• **TASK DESCRIPTION**
Reproduce the rows below, requests included, for the stretch from the line containing "of the handgun" through the end of the data listing. Scale every x and y coordinate in the answers by 0.35 and round to whole numbers, with halves rounding up, leaving the requests and their sample coordinates unchanged.

Data listing
* * * *

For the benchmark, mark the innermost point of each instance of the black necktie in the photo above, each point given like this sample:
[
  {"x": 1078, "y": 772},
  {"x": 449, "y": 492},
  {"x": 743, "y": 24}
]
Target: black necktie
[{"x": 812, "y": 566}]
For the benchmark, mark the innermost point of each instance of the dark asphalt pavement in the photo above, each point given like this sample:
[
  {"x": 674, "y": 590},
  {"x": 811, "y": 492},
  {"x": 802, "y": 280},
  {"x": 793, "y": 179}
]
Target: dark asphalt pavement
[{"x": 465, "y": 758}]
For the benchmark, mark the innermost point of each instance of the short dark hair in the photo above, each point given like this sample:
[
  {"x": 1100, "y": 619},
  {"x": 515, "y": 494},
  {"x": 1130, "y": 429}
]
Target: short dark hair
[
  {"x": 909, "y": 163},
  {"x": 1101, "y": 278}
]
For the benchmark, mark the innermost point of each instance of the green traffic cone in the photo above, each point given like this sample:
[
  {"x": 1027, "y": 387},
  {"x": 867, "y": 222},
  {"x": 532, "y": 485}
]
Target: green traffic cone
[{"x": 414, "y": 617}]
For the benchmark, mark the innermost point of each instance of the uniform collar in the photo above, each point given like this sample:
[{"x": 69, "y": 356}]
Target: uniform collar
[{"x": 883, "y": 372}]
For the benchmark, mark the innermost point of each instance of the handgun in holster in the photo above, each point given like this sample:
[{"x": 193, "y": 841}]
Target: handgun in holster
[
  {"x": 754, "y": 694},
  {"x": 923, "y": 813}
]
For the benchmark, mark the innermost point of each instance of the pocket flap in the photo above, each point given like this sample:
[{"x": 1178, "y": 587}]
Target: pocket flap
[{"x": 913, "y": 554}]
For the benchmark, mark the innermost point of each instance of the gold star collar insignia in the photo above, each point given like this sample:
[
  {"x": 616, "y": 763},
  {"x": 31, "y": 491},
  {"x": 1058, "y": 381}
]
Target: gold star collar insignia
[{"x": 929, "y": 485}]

* * * *

• **COMPLETE ANSWER**
For the benchmark, mark the innermost point of each instance of the handgun in holster in the photo above, each point given like this sample:
[{"x": 193, "y": 841}]
Target: handgun in holster
[
  {"x": 264, "y": 243},
  {"x": 323, "y": 285}
]
For the benchmark, mark the innermost point of each instance of the pocket flap in the photo above, each point given like this sample:
[{"x": 1178, "y": 587}]
Target: pocket flap
[{"x": 320, "y": 194}]
For the benchmark, mark the innermost point of each instance of the gold star collar insignia in the photo above, each point given like this sample:
[
  {"x": 616, "y": 763},
  {"x": 31, "y": 491},
  {"x": 1058, "y": 381}
]
Target: gold star collar insignia
[{"x": 325, "y": 170}]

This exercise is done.